SHORT EXERCISE » Reproduce the material below line for line without altering any wording, and omit the pictures from your answer.

<<<<

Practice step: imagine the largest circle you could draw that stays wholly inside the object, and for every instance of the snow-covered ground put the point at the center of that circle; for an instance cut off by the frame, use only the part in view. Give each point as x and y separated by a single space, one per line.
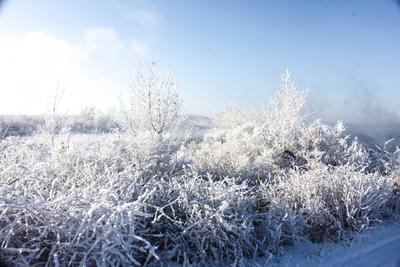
376 247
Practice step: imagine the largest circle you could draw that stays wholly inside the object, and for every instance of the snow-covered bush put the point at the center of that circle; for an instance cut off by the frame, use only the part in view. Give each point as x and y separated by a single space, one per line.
154 103
149 197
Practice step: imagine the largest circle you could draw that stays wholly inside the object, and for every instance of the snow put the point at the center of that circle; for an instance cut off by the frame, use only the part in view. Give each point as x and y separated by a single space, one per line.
376 247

>>>>

THE OUTPUT »
Practice step: imagine the largest circle you could draw that stays wholly inside the object, and for every instance of the snow-covered ground put the point at the center of that circle; for an instance cut off by the frame, use only the part in view. Give each point as x and y separated by a single space, one per line.
376 247
Practice step: imagine the largest circle you could draw that stays wholly inside the object, and for every instance of the snow-covered bush put the point at the center of that circle; for an instance cut off by the frame, use only the part in view. Give each point as x and y separated by a single space, one per line.
154 103
149 197
Practice step: imagine the largest circle you could draw that stays wholly inside the object, and for every instance of the snow put the point at the center of that circle; for an instance cut off by the frame, use only the part in view. Give each point as x and y separated by a single space, one per line.
376 247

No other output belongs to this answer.